Given request ::
Rewrite the material from its start up to and including the line with "x=36, y=106", swapping "dot" for "point" and keeping everything else the same. Omit the pictures from your answer.
+++ Information shown +++
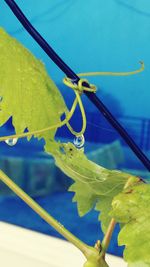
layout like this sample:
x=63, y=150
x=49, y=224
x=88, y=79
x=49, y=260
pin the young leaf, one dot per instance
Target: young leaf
x=27, y=92
x=93, y=183
x=132, y=208
x=84, y=197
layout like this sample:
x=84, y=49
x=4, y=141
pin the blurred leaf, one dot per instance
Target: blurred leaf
x=27, y=92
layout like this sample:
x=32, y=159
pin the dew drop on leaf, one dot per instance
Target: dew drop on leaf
x=11, y=141
x=79, y=141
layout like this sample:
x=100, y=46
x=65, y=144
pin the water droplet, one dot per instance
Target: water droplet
x=79, y=141
x=11, y=141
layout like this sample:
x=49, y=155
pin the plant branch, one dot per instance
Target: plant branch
x=106, y=240
x=84, y=248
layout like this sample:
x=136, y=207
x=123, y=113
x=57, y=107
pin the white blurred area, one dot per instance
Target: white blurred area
x=20, y=247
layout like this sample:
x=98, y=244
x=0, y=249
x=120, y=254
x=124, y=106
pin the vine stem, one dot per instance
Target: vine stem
x=106, y=240
x=107, y=237
x=84, y=248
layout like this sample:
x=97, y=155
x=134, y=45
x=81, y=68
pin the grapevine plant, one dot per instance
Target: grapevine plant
x=36, y=106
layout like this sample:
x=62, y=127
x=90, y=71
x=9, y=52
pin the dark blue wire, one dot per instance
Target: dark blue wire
x=69, y=73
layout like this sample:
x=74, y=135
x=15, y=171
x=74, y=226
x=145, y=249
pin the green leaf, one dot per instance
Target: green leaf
x=104, y=206
x=84, y=196
x=132, y=208
x=93, y=183
x=28, y=94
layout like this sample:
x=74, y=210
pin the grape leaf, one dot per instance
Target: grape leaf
x=94, y=185
x=84, y=196
x=27, y=92
x=132, y=208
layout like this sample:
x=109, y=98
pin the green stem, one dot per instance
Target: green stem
x=106, y=240
x=107, y=237
x=86, y=250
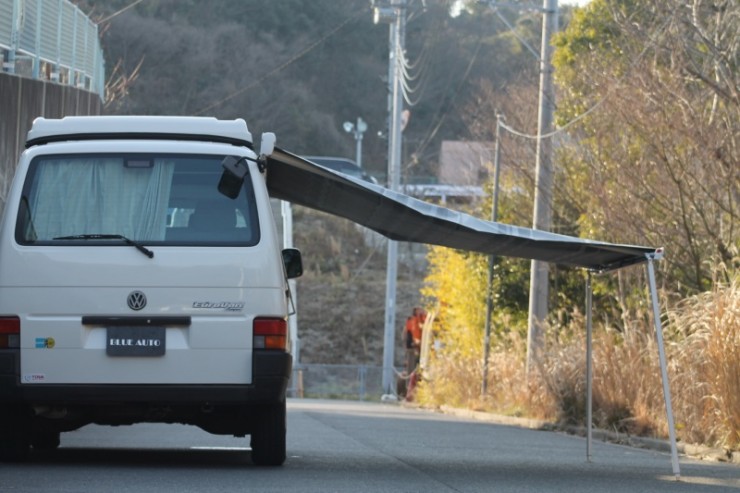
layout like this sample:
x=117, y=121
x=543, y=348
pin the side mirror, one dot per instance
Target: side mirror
x=232, y=177
x=267, y=144
x=293, y=263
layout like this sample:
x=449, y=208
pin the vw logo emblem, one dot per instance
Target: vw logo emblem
x=136, y=300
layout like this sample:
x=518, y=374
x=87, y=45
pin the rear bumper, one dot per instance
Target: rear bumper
x=271, y=372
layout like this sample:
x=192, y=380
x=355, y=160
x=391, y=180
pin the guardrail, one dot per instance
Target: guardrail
x=51, y=40
x=352, y=382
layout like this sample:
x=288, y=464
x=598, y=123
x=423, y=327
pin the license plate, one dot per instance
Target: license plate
x=135, y=341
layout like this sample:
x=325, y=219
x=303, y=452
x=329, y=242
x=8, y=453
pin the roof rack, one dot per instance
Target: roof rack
x=210, y=129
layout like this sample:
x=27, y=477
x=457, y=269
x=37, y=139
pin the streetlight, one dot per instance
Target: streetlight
x=357, y=129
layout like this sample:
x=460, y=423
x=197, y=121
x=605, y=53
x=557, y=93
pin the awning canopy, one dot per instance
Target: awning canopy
x=403, y=218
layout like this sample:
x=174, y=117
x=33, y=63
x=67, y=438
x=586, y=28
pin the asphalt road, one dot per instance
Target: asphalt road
x=357, y=447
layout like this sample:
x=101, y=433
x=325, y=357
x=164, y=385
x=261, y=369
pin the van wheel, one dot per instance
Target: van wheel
x=48, y=440
x=268, y=435
x=15, y=435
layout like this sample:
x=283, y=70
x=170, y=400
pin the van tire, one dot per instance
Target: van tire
x=15, y=435
x=268, y=438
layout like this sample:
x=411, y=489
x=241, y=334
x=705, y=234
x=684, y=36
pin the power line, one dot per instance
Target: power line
x=127, y=7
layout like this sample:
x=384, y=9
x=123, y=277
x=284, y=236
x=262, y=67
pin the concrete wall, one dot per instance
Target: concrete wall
x=21, y=101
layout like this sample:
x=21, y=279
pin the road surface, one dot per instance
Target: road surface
x=358, y=447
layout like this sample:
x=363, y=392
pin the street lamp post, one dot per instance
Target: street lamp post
x=357, y=129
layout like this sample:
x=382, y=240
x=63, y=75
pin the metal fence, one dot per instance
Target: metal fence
x=352, y=382
x=51, y=40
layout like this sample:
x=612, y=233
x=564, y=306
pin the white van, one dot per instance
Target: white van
x=141, y=280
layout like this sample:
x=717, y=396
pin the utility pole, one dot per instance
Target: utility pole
x=538, y=288
x=395, y=14
x=491, y=258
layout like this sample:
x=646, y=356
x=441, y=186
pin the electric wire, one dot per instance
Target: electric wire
x=121, y=11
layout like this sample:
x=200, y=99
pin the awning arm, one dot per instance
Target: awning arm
x=651, y=257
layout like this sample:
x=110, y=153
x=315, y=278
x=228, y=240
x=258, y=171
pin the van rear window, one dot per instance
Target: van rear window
x=152, y=199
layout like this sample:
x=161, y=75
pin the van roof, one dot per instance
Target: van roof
x=45, y=130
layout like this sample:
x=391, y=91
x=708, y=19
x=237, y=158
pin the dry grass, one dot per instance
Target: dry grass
x=703, y=351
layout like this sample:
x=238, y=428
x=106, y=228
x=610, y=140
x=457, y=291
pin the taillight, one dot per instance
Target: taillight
x=10, y=332
x=270, y=333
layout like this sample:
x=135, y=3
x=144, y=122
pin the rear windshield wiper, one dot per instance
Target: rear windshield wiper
x=128, y=241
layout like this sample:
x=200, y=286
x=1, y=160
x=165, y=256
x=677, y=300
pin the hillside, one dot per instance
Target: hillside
x=341, y=296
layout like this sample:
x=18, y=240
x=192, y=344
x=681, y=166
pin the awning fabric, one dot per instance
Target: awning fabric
x=403, y=218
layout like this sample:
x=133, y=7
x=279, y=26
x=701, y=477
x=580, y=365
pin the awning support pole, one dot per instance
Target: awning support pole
x=661, y=354
x=589, y=367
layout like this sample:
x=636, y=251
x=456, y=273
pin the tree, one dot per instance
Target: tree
x=657, y=151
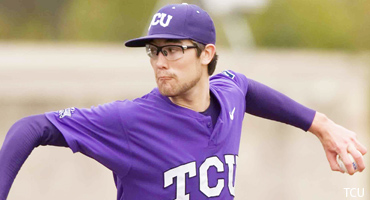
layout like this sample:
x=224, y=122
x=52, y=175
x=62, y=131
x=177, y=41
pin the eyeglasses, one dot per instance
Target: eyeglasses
x=170, y=52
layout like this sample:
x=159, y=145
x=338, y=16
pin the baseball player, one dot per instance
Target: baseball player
x=181, y=140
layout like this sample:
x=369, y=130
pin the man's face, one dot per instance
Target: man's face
x=176, y=77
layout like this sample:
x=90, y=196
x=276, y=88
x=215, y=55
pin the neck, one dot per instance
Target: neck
x=197, y=98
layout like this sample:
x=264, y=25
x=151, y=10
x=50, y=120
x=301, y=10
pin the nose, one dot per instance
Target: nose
x=161, y=61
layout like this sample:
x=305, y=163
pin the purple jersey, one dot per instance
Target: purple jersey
x=158, y=150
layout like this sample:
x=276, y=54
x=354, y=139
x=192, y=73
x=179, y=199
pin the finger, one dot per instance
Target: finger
x=332, y=158
x=360, y=147
x=347, y=162
x=358, y=158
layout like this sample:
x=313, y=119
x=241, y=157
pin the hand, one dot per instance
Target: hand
x=338, y=140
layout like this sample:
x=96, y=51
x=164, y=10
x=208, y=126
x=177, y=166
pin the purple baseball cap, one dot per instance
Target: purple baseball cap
x=179, y=21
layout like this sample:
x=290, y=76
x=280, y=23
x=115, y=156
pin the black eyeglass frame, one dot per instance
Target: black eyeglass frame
x=159, y=48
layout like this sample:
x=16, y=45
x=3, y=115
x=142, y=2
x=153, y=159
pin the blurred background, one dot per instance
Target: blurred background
x=61, y=53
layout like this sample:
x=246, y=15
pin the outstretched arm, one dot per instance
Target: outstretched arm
x=25, y=135
x=338, y=140
x=265, y=102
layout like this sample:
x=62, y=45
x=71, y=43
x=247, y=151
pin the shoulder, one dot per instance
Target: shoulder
x=229, y=78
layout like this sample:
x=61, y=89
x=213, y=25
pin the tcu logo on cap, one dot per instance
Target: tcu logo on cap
x=159, y=18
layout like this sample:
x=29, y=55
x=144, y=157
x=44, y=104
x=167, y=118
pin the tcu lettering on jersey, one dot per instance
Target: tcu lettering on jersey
x=159, y=18
x=190, y=168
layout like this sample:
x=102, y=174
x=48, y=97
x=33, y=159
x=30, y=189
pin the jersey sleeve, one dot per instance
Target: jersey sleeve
x=268, y=103
x=96, y=132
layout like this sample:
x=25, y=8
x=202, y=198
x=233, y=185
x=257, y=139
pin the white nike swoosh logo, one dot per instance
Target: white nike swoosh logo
x=232, y=114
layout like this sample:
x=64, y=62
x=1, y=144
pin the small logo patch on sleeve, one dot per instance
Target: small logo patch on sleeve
x=66, y=112
x=229, y=74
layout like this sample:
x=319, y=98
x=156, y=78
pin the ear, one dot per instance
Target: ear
x=208, y=54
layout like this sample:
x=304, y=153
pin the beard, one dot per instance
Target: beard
x=171, y=87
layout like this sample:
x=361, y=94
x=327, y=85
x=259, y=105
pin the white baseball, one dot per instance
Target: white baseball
x=343, y=167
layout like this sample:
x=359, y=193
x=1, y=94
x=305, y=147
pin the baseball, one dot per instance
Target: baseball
x=343, y=167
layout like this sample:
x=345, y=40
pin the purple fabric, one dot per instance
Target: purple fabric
x=213, y=110
x=25, y=135
x=179, y=21
x=144, y=140
x=268, y=103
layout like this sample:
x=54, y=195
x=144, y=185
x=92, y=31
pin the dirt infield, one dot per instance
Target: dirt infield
x=275, y=161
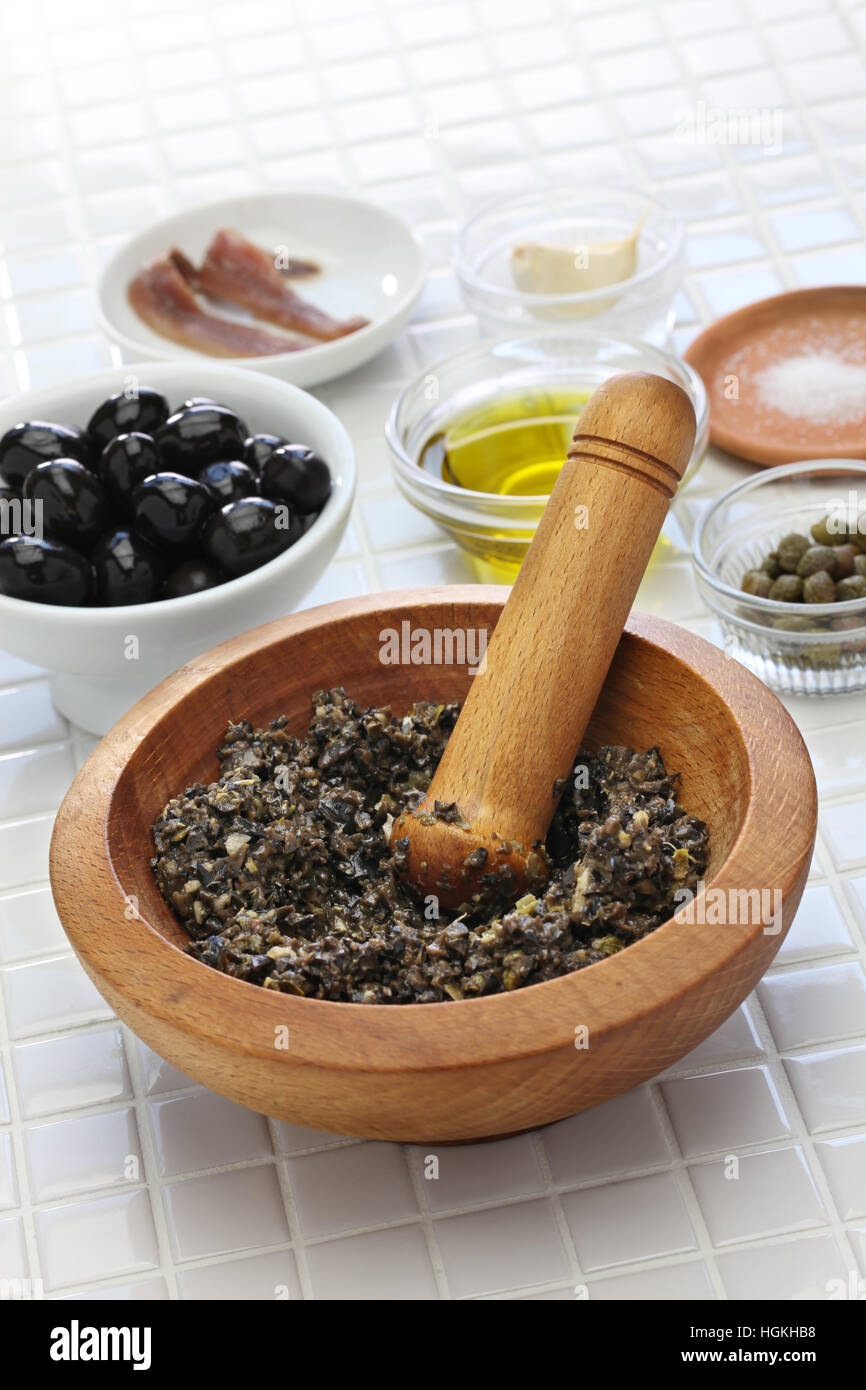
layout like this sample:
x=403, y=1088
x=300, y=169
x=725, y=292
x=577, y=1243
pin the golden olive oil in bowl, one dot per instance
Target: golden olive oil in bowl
x=513, y=446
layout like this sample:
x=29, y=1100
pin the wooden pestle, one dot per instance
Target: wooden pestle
x=527, y=710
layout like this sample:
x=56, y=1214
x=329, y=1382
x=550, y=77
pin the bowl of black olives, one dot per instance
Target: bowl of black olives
x=150, y=512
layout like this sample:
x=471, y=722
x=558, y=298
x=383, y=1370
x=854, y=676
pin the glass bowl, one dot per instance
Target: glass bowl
x=531, y=371
x=797, y=648
x=640, y=306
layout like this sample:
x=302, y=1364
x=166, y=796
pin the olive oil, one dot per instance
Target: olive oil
x=506, y=455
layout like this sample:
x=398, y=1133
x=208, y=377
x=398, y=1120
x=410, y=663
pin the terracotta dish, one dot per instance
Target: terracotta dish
x=731, y=355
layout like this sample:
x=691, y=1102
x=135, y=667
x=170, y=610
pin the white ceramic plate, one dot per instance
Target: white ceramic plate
x=370, y=264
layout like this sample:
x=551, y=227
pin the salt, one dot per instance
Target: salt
x=818, y=387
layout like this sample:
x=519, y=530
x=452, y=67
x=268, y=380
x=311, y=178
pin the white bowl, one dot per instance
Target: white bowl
x=370, y=262
x=103, y=659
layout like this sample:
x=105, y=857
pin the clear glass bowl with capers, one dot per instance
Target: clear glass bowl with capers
x=780, y=559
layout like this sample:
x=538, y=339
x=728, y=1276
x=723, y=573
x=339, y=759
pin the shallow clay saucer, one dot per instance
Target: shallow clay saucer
x=731, y=355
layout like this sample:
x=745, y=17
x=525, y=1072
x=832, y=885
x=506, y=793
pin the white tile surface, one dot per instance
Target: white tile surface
x=756, y=1194
x=488, y=1251
x=225, y=1212
x=84, y=1154
x=626, y=1222
x=63, y=1073
x=85, y=1241
x=433, y=110
x=830, y=1087
x=793, y=1269
x=724, y=1109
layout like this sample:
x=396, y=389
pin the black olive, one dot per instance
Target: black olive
x=45, y=571
x=192, y=438
x=127, y=570
x=246, y=534
x=36, y=441
x=168, y=509
x=74, y=503
x=296, y=476
x=125, y=462
x=230, y=481
x=259, y=448
x=141, y=412
x=191, y=577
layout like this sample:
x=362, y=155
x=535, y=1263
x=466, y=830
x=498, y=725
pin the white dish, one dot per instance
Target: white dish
x=97, y=672
x=370, y=262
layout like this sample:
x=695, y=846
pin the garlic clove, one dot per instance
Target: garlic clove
x=572, y=270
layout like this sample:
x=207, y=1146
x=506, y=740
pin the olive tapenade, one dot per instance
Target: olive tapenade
x=282, y=875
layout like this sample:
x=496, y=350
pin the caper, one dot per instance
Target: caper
x=790, y=623
x=790, y=551
x=787, y=588
x=819, y=588
x=756, y=583
x=816, y=558
x=844, y=556
x=851, y=588
x=827, y=531
x=770, y=565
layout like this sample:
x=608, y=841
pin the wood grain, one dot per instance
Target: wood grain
x=526, y=715
x=442, y=1072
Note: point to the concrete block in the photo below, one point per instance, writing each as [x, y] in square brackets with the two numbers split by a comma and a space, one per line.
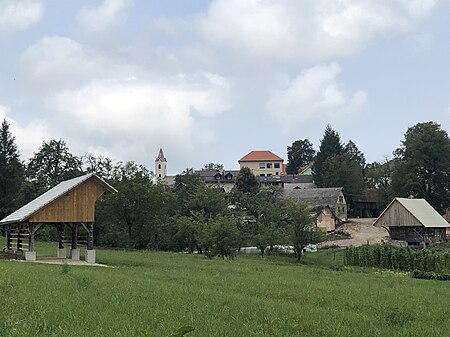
+++
Finished exercise ::
layout like this sample:
x=63, y=150
x=49, y=224
x=88, y=79
x=49, y=260
pin the young leaf, one point per instance
Target: young leaf
x=27, y=92
x=93, y=183
x=132, y=208
x=84, y=197
layout like this sample:
x=84, y=49
x=4, y=141
pin the blurred leaf, one point per instance
Target: blurred leaf
x=27, y=92
layout like this sample:
x=32, y=159
pin the dew drop on leaf, one point per instance
Target: dew drop on leaf
x=11, y=141
x=79, y=141
layout like this sample:
x=100, y=46
x=65, y=144
pin the water droplet, one point per instance
Target: water droplet
x=79, y=141
x=11, y=141
layout like this sample:
x=49, y=155
pin the plant branch, one point per instance
Target: plant branch
x=106, y=240
x=84, y=248
layout like this sample:
x=136, y=207
x=123, y=113
x=57, y=107
pin the white blurred area, one point per instance
Target: white blurred area
x=20, y=247
layout like this sample:
x=98, y=244
x=0, y=249
x=120, y=254
x=124, y=106
pin the vine stem, one point per instance
Target: vine stem
x=106, y=240
x=107, y=237
x=84, y=248
layout like this sample:
x=97, y=155
x=134, y=45
x=81, y=68
pin the grapevine plant, one point per instance
Target: grapevine plant
x=36, y=106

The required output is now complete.